◆ EXERCISE:
Only the line containing "above contains chin." and the lines after it, through the end of the entries, should be output exactly.

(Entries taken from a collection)
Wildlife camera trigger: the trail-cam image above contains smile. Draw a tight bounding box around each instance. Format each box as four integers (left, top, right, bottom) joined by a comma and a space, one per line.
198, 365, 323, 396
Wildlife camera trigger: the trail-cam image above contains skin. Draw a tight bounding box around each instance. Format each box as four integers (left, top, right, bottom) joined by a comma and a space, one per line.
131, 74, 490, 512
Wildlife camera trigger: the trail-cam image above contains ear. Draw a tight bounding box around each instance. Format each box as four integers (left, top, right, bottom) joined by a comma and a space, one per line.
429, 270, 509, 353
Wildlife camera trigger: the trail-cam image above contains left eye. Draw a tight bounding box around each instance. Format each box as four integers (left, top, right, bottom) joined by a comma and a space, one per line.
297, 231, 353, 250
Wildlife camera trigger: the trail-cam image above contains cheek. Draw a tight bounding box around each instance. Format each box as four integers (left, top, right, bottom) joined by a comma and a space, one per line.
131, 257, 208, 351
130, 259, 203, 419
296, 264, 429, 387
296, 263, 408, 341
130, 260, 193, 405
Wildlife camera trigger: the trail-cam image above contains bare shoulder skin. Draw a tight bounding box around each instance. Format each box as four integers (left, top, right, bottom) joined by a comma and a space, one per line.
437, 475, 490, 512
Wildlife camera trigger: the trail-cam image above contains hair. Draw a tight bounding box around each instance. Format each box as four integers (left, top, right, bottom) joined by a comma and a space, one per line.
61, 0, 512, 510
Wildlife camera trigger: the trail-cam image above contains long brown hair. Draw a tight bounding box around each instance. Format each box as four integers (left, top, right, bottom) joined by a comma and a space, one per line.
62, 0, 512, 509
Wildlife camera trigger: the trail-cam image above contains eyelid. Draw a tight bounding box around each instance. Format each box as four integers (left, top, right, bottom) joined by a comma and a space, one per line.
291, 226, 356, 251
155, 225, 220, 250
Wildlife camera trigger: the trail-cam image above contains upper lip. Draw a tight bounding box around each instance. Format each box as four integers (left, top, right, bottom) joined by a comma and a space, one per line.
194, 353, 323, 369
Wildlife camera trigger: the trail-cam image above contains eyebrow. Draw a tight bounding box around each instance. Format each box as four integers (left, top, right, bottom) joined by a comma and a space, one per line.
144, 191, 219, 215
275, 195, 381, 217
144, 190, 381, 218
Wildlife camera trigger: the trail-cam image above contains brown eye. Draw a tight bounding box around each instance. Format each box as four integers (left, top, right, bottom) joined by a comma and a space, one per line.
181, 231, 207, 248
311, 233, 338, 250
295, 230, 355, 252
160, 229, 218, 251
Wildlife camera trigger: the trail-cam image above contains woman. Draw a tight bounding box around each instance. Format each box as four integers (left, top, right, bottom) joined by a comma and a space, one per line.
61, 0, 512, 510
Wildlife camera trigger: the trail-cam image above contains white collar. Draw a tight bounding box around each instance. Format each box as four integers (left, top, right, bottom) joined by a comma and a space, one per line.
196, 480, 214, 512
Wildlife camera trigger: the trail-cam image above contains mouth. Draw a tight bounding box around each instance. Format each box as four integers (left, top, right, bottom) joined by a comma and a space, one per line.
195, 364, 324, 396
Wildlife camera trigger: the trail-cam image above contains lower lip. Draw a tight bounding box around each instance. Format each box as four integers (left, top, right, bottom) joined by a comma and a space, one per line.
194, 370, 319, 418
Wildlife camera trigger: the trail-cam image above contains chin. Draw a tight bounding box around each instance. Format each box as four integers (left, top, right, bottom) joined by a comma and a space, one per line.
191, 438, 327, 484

◆ RESPONSE FOR THIS EXERCISE:
Wildlife camera trigger: the trail-cam image above contains chin. Draw a tight bounding box around each instance. Format each box as four integers (left, top, right, bottom) joined by a comma and a space, one per line.
191, 438, 327, 484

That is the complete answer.